*Kurzer Auftrag A*
Gib aus dem Textauszug über Social Dancing den Abschnitt von „Mir ist klar, dass“ bis einschließlich „belegen es auch.“ Wort für Wort wieder.

*Gegebener Textauszug*
-----

Jeder, der mich kennt, weiß, dass ich ein begeisterter und fleißiger Social Dancer bin. Die Worte können es kaum beschreiben, wie sehr mir dieser Aspekt vom Tanzen fehlt. Es gibt aber eine andere Komponente vom Social Dancing über die kaum jemand (eigentlich niemand) spricht.

Darüber spricht keiner


Beim Social Dancing werden (vor allem) unsere schlechten Bewegungsgewohnheiten trainiert!

Jetzt ist es draußen!

Mir ist klar, dass diese Aussage weder populär noch passend in dieser Zeit ist, in der gerade viele vor allem  Single Tänzer*innen sehr leiden müssen.

Aber diese Aussage ist nicht nur meine Idee. Die Wissenschaftler, mit denen ich mich in dieser Zeit ausgetauscht habe, belegen es auch.


Nur ein bewusstes und gezieltes Training bringt uns weiter und macht unsere Fertigkeiten besser und raffinierter.

Der Spaß und die Freude beim Social Dancing auf einer Tanzparty ist natürlich für viele von uns das Ziel, warum wir trainieren. Aber wir müssen uns auch die andere Seite vom Social Dancing ansehen können.

-----

*Entnommenes Material*
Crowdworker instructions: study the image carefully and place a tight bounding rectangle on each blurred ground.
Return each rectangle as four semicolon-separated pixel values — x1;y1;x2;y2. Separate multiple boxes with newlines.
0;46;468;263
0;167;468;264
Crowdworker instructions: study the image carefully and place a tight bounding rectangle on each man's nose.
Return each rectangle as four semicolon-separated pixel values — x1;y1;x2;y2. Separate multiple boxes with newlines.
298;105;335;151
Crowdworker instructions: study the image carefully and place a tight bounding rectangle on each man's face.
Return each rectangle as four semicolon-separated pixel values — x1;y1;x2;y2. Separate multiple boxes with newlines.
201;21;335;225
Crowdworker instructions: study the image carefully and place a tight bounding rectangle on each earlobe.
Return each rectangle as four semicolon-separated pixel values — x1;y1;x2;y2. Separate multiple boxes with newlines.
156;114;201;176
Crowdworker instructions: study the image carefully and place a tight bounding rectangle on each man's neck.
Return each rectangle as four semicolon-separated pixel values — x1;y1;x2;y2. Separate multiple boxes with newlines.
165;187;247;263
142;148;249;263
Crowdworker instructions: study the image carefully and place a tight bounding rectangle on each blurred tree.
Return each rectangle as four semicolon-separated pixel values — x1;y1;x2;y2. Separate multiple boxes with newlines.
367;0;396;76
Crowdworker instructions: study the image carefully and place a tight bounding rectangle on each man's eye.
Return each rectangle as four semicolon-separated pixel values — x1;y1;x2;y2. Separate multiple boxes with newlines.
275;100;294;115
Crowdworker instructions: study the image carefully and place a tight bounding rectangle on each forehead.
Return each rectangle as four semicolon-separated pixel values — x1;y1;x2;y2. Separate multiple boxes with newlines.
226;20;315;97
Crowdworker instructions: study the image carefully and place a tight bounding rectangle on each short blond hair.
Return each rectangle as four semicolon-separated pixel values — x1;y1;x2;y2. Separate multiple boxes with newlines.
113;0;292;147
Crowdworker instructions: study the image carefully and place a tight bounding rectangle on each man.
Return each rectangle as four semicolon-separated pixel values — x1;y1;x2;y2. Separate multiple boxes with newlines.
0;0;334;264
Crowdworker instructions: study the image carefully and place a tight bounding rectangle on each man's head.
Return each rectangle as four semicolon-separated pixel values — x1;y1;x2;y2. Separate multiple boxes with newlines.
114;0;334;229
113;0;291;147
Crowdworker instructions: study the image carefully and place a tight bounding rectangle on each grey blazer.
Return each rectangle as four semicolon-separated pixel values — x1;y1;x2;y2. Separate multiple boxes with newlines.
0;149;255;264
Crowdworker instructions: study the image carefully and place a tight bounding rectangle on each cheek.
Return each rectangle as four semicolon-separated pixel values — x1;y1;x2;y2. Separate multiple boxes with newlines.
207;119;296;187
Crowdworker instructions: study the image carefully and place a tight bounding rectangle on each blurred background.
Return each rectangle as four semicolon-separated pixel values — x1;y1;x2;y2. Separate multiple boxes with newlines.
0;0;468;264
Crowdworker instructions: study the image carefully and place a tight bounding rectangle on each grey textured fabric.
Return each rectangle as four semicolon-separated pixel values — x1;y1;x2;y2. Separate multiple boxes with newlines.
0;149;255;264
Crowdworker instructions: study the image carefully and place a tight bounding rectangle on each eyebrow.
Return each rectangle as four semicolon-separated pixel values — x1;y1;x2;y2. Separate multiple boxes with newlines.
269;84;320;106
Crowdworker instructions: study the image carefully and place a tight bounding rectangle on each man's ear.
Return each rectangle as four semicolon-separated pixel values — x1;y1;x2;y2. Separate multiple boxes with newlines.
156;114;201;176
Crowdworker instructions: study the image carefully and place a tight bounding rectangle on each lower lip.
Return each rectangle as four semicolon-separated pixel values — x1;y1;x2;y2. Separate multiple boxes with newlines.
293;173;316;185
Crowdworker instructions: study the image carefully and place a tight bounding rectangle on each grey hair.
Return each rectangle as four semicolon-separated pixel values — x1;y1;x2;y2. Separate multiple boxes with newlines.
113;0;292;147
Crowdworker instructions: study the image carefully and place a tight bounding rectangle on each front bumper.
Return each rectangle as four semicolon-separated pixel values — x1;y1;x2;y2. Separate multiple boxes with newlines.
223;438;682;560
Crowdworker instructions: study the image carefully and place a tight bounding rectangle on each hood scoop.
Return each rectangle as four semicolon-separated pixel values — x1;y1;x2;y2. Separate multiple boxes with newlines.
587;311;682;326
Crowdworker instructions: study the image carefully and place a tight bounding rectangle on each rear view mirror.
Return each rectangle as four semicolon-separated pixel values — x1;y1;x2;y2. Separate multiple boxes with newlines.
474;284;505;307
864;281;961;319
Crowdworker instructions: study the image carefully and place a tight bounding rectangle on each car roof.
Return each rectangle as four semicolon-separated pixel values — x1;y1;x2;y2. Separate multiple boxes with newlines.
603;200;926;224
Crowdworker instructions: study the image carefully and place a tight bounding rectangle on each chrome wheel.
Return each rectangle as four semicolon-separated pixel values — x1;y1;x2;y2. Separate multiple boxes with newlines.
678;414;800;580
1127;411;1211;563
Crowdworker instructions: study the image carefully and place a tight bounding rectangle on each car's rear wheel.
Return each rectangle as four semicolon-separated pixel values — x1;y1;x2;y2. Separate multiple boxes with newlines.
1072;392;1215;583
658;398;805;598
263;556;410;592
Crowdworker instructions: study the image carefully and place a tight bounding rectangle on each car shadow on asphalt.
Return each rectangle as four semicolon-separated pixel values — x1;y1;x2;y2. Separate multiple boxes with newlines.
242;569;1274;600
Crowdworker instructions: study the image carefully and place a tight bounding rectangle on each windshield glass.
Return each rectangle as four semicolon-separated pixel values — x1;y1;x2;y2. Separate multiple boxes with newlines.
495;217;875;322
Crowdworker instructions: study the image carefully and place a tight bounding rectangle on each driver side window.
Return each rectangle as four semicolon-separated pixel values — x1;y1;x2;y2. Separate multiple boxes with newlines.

-----

*Kurzer Auftrag B*
Zitiere aus den Zeilen unter „Entnommenes Material“ genau den Abschnitt von der Zeile mit „each chrome wheel.“ bis einschließlich der Zeile mit „242;569;1274;600“.

*Richtige Ausgabe A*
Mir ist klar, dass diese Aussage weder populär noch passend in dieser Zeit ist, in der gerade viele vor allem  Single Tänzer*innen sehr leiden müssen.

Aber diese Aussage ist nicht nur meine Idee. Die Wissenschaftler, mit denen ich mich in dieser Zeit ausgetauscht habe, belegen es auch.

*Richtige Ausgabe B*
Crowdworker instructions: study the image carefully and place a tight bounding rectangle on each chrome wheel.
Return each rectangle as four semicolon-separated pixel values — x1;y1;x2;y2. Separate multiple boxes with newlines.
678;414;800;580
1127;411;1211;563
Crowdworker instructions: study the image carefully and place a tight bounding rectangle on each car's rear wheel.
Return each rectangle as four semicolon-separated pixel values — x1;y1;x2;y2. Separate multiple boxes with newlines.
1072;392;1215;583
658;398;805;598
263;556;410;592
Crowdworker instructions: study the image carefully and place a tight bounding rectangle on each car shadow on asphalt.
Return each rectangle as four semicolon-separated pixel values — x1;y1;x2;y2. Separate multiple boxes with newlines.
242;569;1274;600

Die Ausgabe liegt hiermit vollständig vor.